- What you have to do -
Reproduce the material below only from the line with "Note: pick out the small" to the line with "Note: pick out the muddy", both included, keeping each line exact and dropping the pictures.

- Data under study -
···

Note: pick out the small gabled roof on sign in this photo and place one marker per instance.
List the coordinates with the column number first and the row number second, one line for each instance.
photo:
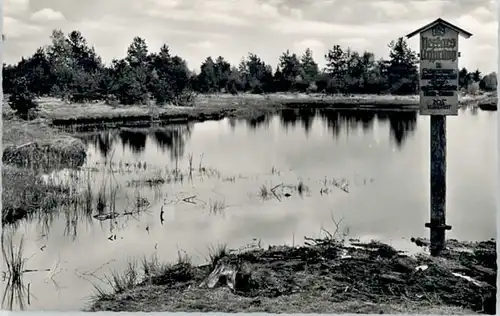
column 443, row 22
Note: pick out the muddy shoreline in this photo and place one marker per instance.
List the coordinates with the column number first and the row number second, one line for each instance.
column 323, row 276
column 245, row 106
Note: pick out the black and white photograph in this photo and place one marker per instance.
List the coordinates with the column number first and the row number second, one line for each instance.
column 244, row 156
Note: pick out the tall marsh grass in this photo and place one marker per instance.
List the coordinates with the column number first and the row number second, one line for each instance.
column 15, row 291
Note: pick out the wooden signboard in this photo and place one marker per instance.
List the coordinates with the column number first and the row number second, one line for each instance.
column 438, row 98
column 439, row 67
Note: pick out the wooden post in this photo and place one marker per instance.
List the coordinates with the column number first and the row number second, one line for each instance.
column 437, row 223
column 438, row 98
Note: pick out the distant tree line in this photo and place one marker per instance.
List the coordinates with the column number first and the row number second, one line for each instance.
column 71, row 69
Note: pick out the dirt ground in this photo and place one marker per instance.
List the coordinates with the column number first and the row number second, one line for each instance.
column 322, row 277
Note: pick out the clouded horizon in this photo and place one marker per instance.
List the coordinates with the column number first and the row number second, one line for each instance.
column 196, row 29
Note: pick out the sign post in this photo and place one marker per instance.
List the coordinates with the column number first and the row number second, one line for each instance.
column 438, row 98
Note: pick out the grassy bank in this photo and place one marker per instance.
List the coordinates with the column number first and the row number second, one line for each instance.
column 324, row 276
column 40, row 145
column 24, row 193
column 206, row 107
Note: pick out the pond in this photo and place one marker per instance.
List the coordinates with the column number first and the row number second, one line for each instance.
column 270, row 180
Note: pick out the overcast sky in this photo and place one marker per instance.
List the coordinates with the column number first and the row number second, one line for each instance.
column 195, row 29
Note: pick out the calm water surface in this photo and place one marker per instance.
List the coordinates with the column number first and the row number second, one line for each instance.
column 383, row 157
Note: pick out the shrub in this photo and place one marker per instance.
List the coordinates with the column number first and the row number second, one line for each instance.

···

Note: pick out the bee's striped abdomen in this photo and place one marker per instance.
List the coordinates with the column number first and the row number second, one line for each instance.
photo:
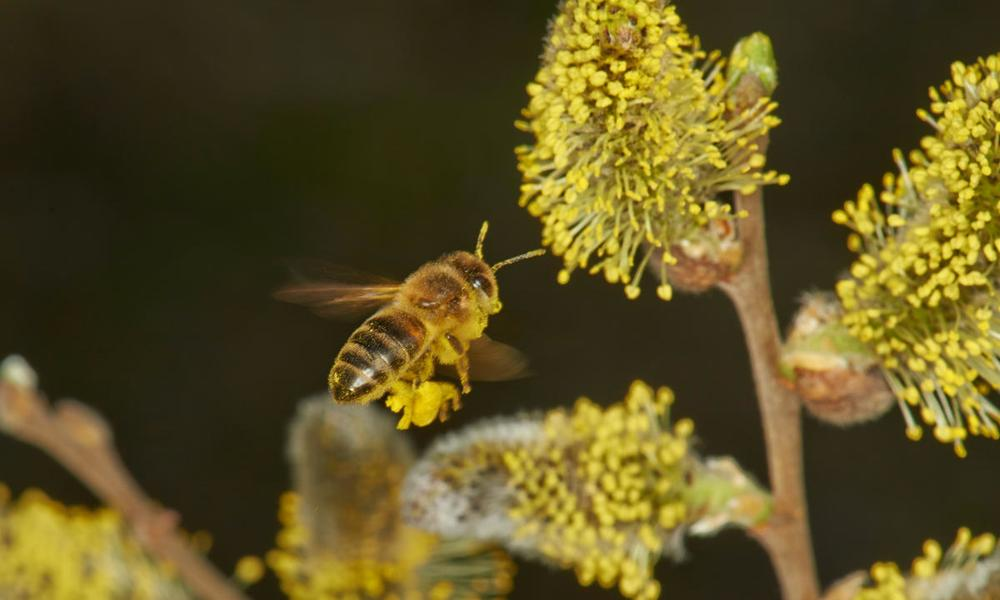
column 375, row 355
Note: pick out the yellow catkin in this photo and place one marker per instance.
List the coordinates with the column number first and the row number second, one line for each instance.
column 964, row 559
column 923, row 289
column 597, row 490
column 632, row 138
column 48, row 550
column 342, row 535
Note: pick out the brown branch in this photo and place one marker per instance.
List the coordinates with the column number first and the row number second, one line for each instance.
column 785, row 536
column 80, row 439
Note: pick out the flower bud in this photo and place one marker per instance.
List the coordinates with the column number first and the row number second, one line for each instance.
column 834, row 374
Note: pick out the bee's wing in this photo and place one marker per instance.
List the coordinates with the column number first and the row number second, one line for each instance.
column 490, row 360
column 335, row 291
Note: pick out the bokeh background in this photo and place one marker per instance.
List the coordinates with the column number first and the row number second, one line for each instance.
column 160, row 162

···

- Written solution -
Note: pick out the small gabled roof on sign in this photo and place one marker per instance.
List the coordinates with the column number first and the row number second, one line for each instance.
photo:
column 443, row 22
Note: pick out the muddy shoreline in this photo and place one marker per instance.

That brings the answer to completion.